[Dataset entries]

|---|

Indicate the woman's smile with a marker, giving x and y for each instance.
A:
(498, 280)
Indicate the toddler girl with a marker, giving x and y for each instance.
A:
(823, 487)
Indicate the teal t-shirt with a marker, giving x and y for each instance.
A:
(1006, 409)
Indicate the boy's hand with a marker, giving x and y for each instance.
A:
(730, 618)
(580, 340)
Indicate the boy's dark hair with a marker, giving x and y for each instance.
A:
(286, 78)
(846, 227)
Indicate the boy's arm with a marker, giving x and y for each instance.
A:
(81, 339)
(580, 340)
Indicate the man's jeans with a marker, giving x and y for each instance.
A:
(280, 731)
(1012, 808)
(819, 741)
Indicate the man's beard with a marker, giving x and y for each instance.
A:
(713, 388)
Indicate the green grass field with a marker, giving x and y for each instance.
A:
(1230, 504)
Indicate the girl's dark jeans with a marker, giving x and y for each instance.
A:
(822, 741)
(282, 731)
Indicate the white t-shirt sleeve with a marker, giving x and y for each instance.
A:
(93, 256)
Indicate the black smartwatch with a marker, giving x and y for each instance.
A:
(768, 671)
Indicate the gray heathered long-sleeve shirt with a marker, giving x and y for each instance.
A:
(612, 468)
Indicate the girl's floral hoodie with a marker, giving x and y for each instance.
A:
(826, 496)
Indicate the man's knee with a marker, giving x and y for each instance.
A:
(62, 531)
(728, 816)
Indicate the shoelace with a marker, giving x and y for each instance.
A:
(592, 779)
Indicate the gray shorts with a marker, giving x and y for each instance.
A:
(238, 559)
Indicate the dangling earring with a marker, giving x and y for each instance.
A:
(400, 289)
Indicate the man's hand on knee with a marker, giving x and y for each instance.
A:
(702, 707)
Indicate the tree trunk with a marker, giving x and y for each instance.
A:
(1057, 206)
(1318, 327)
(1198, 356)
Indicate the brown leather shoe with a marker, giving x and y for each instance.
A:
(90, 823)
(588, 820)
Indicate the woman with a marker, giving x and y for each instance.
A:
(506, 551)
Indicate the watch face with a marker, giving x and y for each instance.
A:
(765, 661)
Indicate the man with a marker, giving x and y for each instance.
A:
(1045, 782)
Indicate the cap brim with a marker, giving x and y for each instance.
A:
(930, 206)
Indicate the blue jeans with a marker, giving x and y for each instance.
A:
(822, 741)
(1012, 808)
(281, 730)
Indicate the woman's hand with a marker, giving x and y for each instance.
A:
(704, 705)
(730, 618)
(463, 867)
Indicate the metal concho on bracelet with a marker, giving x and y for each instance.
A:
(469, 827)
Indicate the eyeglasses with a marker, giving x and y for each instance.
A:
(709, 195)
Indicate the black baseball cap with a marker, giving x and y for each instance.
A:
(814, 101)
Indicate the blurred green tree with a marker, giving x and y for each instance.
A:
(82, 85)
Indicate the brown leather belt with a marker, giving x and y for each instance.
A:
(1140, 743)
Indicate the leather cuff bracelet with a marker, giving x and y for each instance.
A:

|---|

— Task prompt —
Tally up the lines in the records that contain the word "green" and give only the total.

— Exercise output —
2